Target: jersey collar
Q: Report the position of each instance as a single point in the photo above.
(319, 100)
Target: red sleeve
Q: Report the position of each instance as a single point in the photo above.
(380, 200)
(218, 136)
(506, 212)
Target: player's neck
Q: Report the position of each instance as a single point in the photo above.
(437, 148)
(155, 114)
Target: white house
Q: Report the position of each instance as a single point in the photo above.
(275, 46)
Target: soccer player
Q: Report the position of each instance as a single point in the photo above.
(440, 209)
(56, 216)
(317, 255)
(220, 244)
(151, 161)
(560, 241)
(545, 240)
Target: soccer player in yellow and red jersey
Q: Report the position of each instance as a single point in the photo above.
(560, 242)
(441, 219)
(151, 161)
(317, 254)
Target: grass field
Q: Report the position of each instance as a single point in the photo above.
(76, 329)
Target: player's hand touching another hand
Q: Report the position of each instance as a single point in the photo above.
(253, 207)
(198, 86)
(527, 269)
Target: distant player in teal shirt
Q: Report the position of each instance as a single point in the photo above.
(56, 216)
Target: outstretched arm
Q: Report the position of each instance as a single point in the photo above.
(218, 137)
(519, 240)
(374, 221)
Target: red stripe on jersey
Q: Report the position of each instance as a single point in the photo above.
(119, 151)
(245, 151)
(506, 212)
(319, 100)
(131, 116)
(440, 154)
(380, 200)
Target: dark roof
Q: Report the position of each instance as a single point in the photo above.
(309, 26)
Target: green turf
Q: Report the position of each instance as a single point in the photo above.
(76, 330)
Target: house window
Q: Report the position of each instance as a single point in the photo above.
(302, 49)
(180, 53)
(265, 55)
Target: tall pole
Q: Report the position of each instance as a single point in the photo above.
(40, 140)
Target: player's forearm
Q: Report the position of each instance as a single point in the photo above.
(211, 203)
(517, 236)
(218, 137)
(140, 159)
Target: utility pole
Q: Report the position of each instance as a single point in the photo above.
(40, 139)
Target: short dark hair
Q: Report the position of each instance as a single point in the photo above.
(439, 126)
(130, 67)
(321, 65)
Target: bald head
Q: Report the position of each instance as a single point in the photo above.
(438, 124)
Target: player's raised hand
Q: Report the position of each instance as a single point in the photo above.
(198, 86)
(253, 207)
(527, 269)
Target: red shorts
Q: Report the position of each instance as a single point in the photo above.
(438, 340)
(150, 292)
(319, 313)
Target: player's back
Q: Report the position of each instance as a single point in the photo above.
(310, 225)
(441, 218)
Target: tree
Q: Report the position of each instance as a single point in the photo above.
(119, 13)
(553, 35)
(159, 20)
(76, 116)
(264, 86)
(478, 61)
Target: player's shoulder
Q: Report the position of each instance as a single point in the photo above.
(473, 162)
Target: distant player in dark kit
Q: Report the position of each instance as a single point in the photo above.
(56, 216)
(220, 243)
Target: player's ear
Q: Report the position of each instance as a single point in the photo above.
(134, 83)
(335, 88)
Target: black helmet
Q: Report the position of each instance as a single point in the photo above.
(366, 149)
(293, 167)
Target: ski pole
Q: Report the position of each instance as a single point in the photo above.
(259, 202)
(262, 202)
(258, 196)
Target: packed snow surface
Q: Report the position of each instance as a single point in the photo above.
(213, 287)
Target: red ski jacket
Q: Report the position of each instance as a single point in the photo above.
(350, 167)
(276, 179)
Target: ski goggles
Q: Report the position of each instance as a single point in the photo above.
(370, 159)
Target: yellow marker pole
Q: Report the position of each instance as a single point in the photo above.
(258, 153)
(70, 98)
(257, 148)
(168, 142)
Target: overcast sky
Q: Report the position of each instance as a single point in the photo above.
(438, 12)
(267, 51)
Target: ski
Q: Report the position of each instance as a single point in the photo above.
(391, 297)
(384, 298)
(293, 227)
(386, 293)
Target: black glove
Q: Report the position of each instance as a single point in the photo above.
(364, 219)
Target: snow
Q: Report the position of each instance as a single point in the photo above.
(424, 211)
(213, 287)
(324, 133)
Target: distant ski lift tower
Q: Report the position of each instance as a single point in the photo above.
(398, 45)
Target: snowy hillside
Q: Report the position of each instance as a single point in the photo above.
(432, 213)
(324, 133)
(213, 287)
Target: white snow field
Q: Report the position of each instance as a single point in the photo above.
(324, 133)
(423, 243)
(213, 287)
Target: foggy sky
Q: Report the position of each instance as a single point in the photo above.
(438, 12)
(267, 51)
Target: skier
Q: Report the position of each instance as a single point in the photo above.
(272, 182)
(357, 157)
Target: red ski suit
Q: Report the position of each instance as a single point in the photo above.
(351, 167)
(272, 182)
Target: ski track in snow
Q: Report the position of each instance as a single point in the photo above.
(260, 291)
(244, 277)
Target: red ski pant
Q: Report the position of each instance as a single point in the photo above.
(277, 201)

- - -

__Task directions__. Using the entries above, output exactly the lines between the line holding "Target: outstretched arm" and the line holding "Target: dark roof", end lines included, and nothing more.

__Answer box__.
Target: outstretched arm
Q: Report the position of each instance as a single point in the photo above.
(218, 137)
(519, 240)
(374, 221)
Target: red stripe on jersey
Q: Report the position of each instance as a single point in the photo above.
(119, 151)
(245, 151)
(506, 212)
(319, 100)
(131, 116)
(440, 154)
(380, 200)
Target: dark roof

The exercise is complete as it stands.